(Document text):
*** Block opens ***

Bring real sparkle to marriage

Networks began running them this week, and I began the annual ritual of talking to myself each time they appear. I tell myself that glitter and glamour, sparkle and big budgets do not imply that the players love each other more than the love most of us experience in our own marriages. And because I may never experience a truly extravagant event does not mean I have not lived and loved with great depth and uniqueness.

When I take my focus off the TV and move it over to the people who inhabit my world, I realize that very few of my friends have been presented Yuletide gifts with great bling. I remind myself that TV scenarios, packaged in 30-second scenes, are not only prefabricated but also unreachable for a whole lot of us who live modestly—even during Christmas. Besides all that, I reason, a great number of us cannot possibly look that good, capture such poetry in a sentence, or justify spending a goodly portion of our savings. Our lives are not defined by clarity, cut, and color.

*** Block closes ***

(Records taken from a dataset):

*** Block opens ***

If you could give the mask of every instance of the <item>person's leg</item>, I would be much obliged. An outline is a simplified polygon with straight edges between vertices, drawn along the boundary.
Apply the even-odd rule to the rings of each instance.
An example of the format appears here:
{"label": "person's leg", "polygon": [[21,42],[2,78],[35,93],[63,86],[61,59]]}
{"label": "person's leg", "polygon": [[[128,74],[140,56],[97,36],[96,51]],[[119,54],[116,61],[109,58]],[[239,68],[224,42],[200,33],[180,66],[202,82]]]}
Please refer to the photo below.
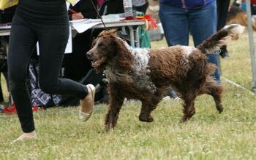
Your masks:
{"label": "person's leg", "polygon": [[[200,9],[190,9],[188,13],[189,31],[193,36],[194,45],[197,47],[217,31],[216,1],[214,1]],[[218,55],[214,53],[208,55],[207,60],[218,67],[214,73],[214,77],[219,84]]]}
{"label": "person's leg", "polygon": [[[230,0],[217,0],[217,31],[222,29],[225,25],[227,21],[227,15],[228,12],[228,7],[230,5]],[[227,50],[227,46],[222,46],[220,48],[219,55],[222,57],[228,57],[228,52]]]}
{"label": "person's leg", "polygon": [[39,47],[39,82],[46,93],[72,95],[83,99],[87,90],[80,83],[67,79],[59,79],[69,29],[39,28],[37,36]]}
{"label": "person's leg", "polygon": [[189,25],[187,10],[159,4],[159,17],[168,46],[189,44]]}
{"label": "person's leg", "polygon": [[12,25],[9,42],[8,75],[10,90],[16,105],[23,132],[34,131],[30,95],[26,86],[27,68],[37,39],[34,31],[16,17]]}
{"label": "person's leg", "polygon": [[37,33],[39,46],[39,87],[48,94],[69,95],[80,98],[80,119],[87,120],[94,107],[94,86],[86,87],[71,79],[59,79],[69,28],[42,27],[37,28]]}
{"label": "person's leg", "polygon": [[[189,25],[187,9],[159,4],[159,18],[168,46],[189,44]],[[167,95],[176,98],[176,92],[170,87]]]}

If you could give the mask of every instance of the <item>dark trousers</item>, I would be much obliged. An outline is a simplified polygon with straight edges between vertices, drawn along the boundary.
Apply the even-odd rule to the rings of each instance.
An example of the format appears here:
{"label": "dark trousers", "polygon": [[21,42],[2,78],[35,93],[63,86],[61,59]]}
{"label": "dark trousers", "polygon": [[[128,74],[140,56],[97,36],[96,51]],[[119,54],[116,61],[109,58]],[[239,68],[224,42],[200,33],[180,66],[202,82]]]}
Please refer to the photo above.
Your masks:
{"label": "dark trousers", "polygon": [[[10,92],[16,105],[22,129],[24,132],[30,132],[34,130],[35,127],[26,79],[28,78],[28,65],[37,41],[39,41],[39,84],[45,92],[70,95],[83,99],[88,94],[88,91],[80,83],[59,77],[69,35],[67,15],[67,23],[63,23],[66,19],[56,18],[54,20],[54,15],[45,15],[53,18],[50,20],[48,17],[37,18],[37,16],[44,15],[40,13],[42,11],[39,11],[38,15],[35,15],[34,12],[34,15],[31,14],[35,17],[31,16],[27,18],[23,15],[29,13],[29,10],[24,11],[25,8],[22,9],[22,5],[26,6],[26,9],[29,7],[33,9],[34,7],[29,5],[32,5],[32,2],[37,4],[37,1],[26,0],[20,2],[20,8],[18,8],[18,12],[16,12],[12,23],[8,53],[8,73]],[[53,7],[53,5],[47,5],[44,1],[40,3],[45,4],[45,6],[41,7],[45,7],[45,7],[43,9],[48,9],[47,13],[50,13],[51,10],[47,7],[48,6]],[[41,8],[39,5],[35,7],[38,7],[35,11]],[[53,11],[62,7],[62,10],[67,12],[64,1],[62,6],[57,7],[53,9]],[[57,11],[56,14],[59,12]],[[53,25],[49,23],[49,21],[53,20]],[[60,23],[67,25],[58,25],[59,20]]]}

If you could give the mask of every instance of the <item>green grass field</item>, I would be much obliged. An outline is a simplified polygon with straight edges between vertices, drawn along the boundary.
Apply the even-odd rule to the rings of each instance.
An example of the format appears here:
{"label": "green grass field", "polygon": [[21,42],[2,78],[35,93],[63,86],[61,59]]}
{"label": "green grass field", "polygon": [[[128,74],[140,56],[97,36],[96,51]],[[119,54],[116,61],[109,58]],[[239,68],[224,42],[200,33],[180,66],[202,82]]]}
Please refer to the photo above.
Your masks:
{"label": "green grass field", "polygon": [[[211,97],[199,97],[196,113],[181,124],[181,101],[167,100],[154,111],[154,121],[140,122],[140,103],[127,102],[117,127],[104,132],[107,105],[97,105],[86,122],[77,107],[55,108],[34,113],[38,138],[11,143],[21,134],[15,116],[0,116],[0,159],[256,159],[256,99],[246,33],[228,44],[230,57],[222,59],[228,83],[219,114]],[[154,48],[165,41],[152,43]]]}

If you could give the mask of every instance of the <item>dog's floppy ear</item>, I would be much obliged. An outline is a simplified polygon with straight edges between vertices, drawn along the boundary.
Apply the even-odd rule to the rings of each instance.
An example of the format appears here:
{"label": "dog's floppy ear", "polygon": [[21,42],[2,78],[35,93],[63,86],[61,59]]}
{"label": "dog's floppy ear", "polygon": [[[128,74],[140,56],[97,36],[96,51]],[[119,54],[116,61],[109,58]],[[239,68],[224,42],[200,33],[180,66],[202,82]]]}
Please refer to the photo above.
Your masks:
{"label": "dog's floppy ear", "polygon": [[101,36],[106,36],[110,35],[114,35],[117,36],[116,30],[116,29],[104,30],[99,34],[99,36],[101,37]]}

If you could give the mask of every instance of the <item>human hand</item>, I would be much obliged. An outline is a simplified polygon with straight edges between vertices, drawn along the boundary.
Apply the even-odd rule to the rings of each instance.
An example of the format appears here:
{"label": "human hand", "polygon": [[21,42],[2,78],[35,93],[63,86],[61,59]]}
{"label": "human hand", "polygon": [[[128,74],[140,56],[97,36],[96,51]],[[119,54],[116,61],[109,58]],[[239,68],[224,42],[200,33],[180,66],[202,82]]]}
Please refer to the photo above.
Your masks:
{"label": "human hand", "polygon": [[84,18],[81,12],[72,14],[72,20],[80,20]]}

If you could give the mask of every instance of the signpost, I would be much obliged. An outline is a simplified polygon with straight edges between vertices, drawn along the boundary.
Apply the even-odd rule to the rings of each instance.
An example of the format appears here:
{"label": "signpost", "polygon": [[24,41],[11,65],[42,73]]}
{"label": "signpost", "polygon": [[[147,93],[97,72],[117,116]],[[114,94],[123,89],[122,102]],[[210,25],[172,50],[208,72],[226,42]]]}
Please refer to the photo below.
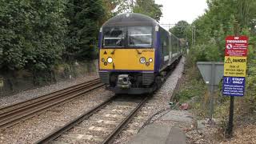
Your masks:
{"label": "signpost", "polygon": [[233,130],[234,99],[244,96],[247,62],[248,38],[228,36],[226,38],[225,63],[222,94],[230,96],[228,135]]}

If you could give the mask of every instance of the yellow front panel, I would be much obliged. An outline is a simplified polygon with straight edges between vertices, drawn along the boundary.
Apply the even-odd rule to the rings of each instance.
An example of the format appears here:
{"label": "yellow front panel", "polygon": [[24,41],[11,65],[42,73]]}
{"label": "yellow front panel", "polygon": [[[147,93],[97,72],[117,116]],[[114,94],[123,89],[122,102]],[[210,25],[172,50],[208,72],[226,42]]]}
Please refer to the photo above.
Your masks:
{"label": "yellow front panel", "polygon": [[[154,70],[154,49],[101,49],[99,54],[100,70]],[[113,58],[111,63],[107,62],[110,57]],[[139,62],[142,57],[146,58],[146,62],[150,58],[153,62],[149,62],[149,66],[146,65],[146,62],[142,64]]]}

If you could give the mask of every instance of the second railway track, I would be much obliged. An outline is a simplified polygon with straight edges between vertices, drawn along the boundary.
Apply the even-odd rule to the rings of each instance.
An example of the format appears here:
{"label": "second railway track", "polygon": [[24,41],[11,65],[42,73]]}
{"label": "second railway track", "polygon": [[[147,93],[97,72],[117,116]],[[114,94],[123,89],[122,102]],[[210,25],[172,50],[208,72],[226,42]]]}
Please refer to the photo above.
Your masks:
{"label": "second railway track", "polygon": [[103,84],[98,78],[0,108],[0,129],[17,124],[22,120],[35,116],[53,106],[58,106],[64,102],[75,98],[102,86]]}
{"label": "second railway track", "polygon": [[37,143],[111,143],[149,96],[114,96]]}

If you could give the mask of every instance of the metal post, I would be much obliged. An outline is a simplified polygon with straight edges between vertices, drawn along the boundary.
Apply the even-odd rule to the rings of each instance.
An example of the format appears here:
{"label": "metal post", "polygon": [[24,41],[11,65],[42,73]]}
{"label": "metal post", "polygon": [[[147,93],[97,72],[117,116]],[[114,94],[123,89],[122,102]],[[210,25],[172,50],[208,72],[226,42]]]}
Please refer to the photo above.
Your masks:
{"label": "metal post", "polygon": [[229,118],[229,125],[227,127],[227,138],[232,137],[233,119],[234,119],[234,97],[230,97],[230,118]]}
{"label": "metal post", "polygon": [[[215,63],[211,63],[211,70],[215,70]],[[210,71],[210,117],[213,118],[214,115],[214,81],[215,81],[215,70]]]}
{"label": "metal post", "polygon": [[191,43],[191,46],[194,46],[194,38],[193,38],[193,37],[194,37],[194,29],[193,29],[193,26],[191,26],[191,32],[192,32],[192,39],[191,39],[191,42],[192,42],[192,43]]}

*** Block closes ***

(Tasks for this exercise):
1 > Reproduce the stretch of the marriage column from "Networks began running" through "depth and uniqueness.", word for word.
2 > Pick up the marriage column after its last sentence and carry it on.
This material has no connection to the marriage column.

(Solved tasks):
1 >
Networks began running them this week, and I began the annual ritual of talking to myself each time they appear. I tell myself that glitter and glamour, sparkle and big budgets do not imply that the players love each other more than the love most of us experience in our own marriages. And because I may never experience a truly extravagant event does not mean I have not lived and loved with great depth and uniqueness.

2 >
I am talking, of course, about the commercials portraying two beautiful people, exchanging diamonds to celebrate their love at Christmas. I can only guess how many times, over the period of a typical holiday season, we will be told that if our spouses love us right they will make the reservations, order the champagne, and present us with a trio of gems representing our yesterdays, todays and tomorrows.

What is real, based on my experiences, are the charming ways I have been loved during the last 24 years.

One year I received a five-foot long salmon pillow, because everyone who lives in the Pacific Northwest, I was informed, should be able to watch TV with their head resting on a big, soft salmon. Another year I was taken on a long scavenger hunt, behind nativity scenes and under mistletoe, to discover a fishing rod—stuck up in the Christmas tree. Are you detecting a theme from my husband, the biologist?

And there have been the appliance gifts. The French coffee press is wonderful and it does great justice to my freshly ground coffee. I also truly like the meat grinding attachment for my Kitchen Aide mixer. It came in especially handy a couple of weeks ago when a chili recipe called for ground venison.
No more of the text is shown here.